DO THIS: Report every line below that contains the word "shrine".

*** RECORD LIST ***

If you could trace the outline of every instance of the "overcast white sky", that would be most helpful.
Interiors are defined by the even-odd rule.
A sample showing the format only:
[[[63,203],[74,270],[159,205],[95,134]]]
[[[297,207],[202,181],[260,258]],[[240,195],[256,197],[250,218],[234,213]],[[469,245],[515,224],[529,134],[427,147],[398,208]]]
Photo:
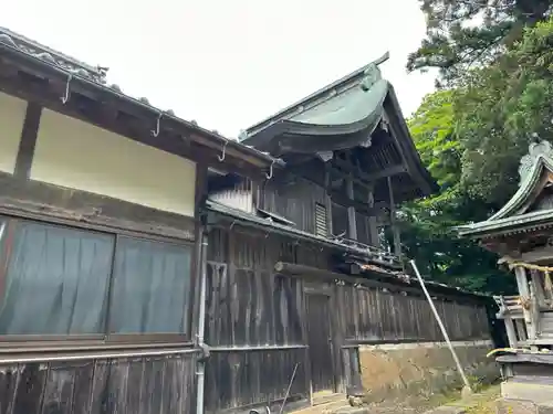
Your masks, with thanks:
[[[434,88],[405,71],[425,34],[417,0],[18,0],[0,25],[228,137],[386,51],[405,116]]]

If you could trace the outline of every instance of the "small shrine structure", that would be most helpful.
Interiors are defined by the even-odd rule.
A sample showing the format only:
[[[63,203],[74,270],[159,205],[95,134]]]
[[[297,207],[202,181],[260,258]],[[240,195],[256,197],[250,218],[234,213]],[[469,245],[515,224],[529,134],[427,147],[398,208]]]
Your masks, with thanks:
[[[530,144],[519,190],[490,219],[458,227],[500,255],[517,277],[518,295],[495,296],[509,349],[497,350],[507,399],[553,403],[553,146]]]

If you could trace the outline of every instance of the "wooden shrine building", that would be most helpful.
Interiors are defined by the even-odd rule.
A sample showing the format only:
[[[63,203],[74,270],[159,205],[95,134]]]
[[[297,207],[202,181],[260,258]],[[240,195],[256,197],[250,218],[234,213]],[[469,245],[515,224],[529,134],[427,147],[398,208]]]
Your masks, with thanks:
[[[290,411],[456,378],[404,272],[396,206],[436,184],[382,61],[237,141],[0,29],[0,413]],[[428,288],[481,372],[488,298]]]
[[[207,411],[451,379],[429,304],[404,272],[396,206],[436,184],[382,77],[386,59],[242,134],[284,168],[263,181],[209,181]],[[484,368],[487,298],[429,289],[465,363]],[[425,370],[436,375],[415,374]]]
[[[497,358],[503,396],[553,402],[553,146],[532,142],[520,162],[519,190],[490,219],[459,227],[500,255],[514,273],[519,294],[499,296],[498,318],[512,348]],[[531,384],[531,385],[529,385]]]

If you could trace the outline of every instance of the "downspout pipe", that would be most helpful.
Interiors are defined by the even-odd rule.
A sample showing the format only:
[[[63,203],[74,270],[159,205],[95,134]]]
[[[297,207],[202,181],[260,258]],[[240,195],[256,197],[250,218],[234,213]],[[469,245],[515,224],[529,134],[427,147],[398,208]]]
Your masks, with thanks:
[[[198,331],[196,333],[197,347],[201,350],[201,357],[198,359],[196,369],[197,394],[196,394],[196,414],[204,414],[204,391],[206,389],[206,360],[209,358],[209,347],[205,343],[204,332],[206,330],[206,295],[207,295],[207,250],[208,250],[208,230],[202,223],[200,227],[200,291],[198,306]]]

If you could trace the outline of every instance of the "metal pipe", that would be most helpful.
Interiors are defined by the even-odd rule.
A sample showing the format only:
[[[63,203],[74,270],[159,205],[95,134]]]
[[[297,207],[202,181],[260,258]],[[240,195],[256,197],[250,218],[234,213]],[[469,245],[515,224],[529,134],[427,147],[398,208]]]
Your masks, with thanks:
[[[209,347],[209,352],[240,352],[240,351],[285,351],[294,349],[306,349],[309,346],[295,344],[295,346],[267,346],[267,347]]]
[[[451,355],[453,357],[453,361],[457,365],[457,369],[459,370],[459,374],[461,375],[462,382],[465,384],[465,389],[468,392],[472,392],[472,389],[470,388],[469,380],[467,379],[467,375],[465,374],[465,370],[462,369],[461,361],[459,361],[459,357],[457,355],[457,352],[455,351],[453,346],[451,344],[451,341],[449,340],[449,335],[446,330],[446,327],[444,326],[444,322],[441,321],[441,318],[438,314],[438,309],[436,309],[436,306],[434,305],[434,300],[430,297],[430,294],[428,293],[425,280],[422,279],[422,276],[420,276],[420,272],[418,270],[417,264],[415,263],[414,259],[409,261],[409,264],[413,267],[413,270],[415,270],[415,275],[417,276],[417,279],[420,284],[420,287],[422,288],[422,291],[425,293],[426,299],[428,300],[428,304],[430,304],[430,308],[432,309],[434,317],[436,318],[436,321],[438,322],[438,326],[440,327],[441,335],[444,335],[444,339],[446,339],[446,342],[448,344],[449,351],[451,351]]]
[[[206,289],[207,289],[207,248],[208,248],[208,235],[207,230],[201,226],[201,253],[200,253],[200,294],[199,294],[199,306],[198,306],[198,347],[204,349],[206,344],[204,343],[204,331],[206,329]],[[204,390],[206,388],[205,382],[206,374],[206,362],[204,359],[198,361],[198,368],[196,371],[196,376],[198,381],[197,394],[196,394],[196,414],[204,414]]]
[[[174,355],[184,353],[196,353],[197,349],[171,349],[171,350],[148,350],[148,351],[131,351],[131,352],[97,352],[83,354],[56,354],[56,355],[40,355],[40,357],[11,357],[0,358],[0,364],[7,363],[31,363],[31,362],[52,362],[52,361],[82,361],[93,359],[112,359],[112,358],[135,358],[135,357],[157,357],[157,355]]]

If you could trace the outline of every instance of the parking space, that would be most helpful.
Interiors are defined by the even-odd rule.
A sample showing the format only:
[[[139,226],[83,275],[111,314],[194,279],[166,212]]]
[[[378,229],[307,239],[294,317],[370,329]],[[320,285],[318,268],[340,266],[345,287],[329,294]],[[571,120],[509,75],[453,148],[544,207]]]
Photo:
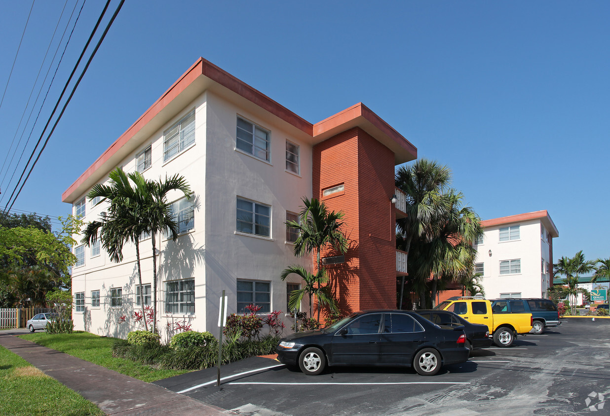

***

RESPONSE:
If you could trace the outline of every instance of the "small shrine structure", that would be most helpful.
If you could trace the outline of every instance of the "wooden shrine building", that would be most helpful.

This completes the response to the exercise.